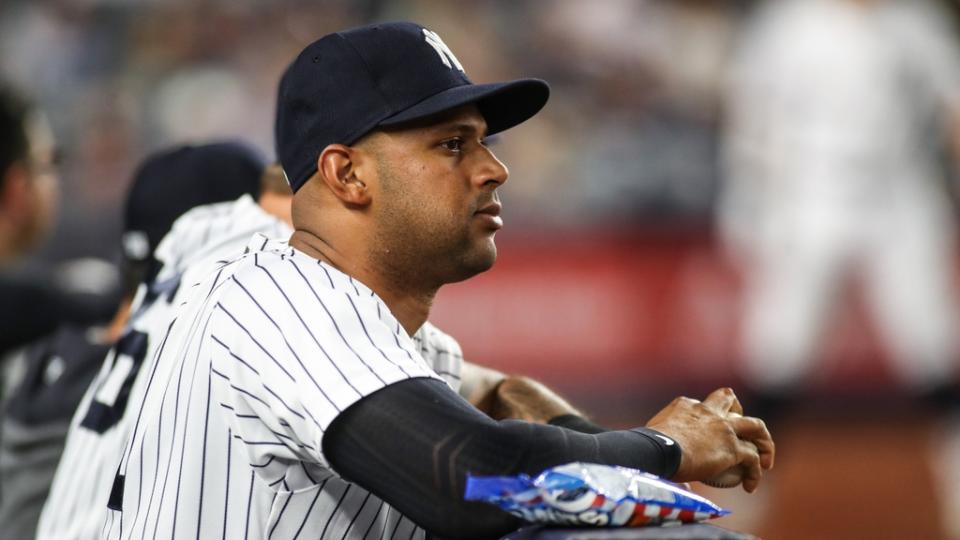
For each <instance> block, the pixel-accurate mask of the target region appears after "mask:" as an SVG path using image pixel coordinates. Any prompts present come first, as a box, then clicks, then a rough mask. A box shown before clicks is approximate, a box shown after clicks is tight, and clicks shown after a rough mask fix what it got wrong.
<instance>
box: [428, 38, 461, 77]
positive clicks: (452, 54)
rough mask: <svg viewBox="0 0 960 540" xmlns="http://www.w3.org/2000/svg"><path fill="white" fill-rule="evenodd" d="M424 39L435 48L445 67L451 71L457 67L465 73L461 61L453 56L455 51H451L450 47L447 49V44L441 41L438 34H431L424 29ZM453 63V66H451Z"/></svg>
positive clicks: (459, 69)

* Prompt
Match on "clicks" and copy out every line of the entries that contains it.

* Task response
For each <instance> block, the pixel-accurate mask of the target region appears after "mask:" as an SVG path using image pixel coordinates. Any prompts present come first, as a box, then clicks, then a rough mask. A box shown before clicks is approximate, a box shown after clicks is tight, and clicks shown after a rough mask fix what it got wrong.
positive clicks: (452, 54)
positive clicks: (459, 69)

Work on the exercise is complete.